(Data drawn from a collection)

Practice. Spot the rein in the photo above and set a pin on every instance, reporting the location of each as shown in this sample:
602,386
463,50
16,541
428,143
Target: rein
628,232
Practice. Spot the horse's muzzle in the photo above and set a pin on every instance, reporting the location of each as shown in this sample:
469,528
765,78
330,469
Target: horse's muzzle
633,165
--
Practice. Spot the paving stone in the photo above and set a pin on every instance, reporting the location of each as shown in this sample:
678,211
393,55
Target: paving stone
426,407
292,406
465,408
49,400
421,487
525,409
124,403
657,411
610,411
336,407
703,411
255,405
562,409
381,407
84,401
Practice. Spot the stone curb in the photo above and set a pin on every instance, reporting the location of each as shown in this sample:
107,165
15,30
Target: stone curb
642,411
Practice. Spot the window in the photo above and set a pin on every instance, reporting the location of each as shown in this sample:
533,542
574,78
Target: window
...
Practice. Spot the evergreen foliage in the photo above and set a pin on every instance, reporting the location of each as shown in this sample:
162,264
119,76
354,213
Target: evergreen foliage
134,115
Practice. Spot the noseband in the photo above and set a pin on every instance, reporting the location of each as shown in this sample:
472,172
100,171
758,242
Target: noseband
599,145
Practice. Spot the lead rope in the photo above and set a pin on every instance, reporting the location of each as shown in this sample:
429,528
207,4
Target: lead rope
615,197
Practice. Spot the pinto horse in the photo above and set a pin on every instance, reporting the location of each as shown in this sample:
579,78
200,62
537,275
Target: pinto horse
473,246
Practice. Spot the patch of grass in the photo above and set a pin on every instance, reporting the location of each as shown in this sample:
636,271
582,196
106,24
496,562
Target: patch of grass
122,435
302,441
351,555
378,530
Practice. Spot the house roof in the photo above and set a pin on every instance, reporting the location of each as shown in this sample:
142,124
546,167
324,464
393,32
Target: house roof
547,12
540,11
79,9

What to work on: Tally the lines in the items above that contain the string "curb", treating uppercase and lowercase as different. Reply with the number only.

Written answer: 2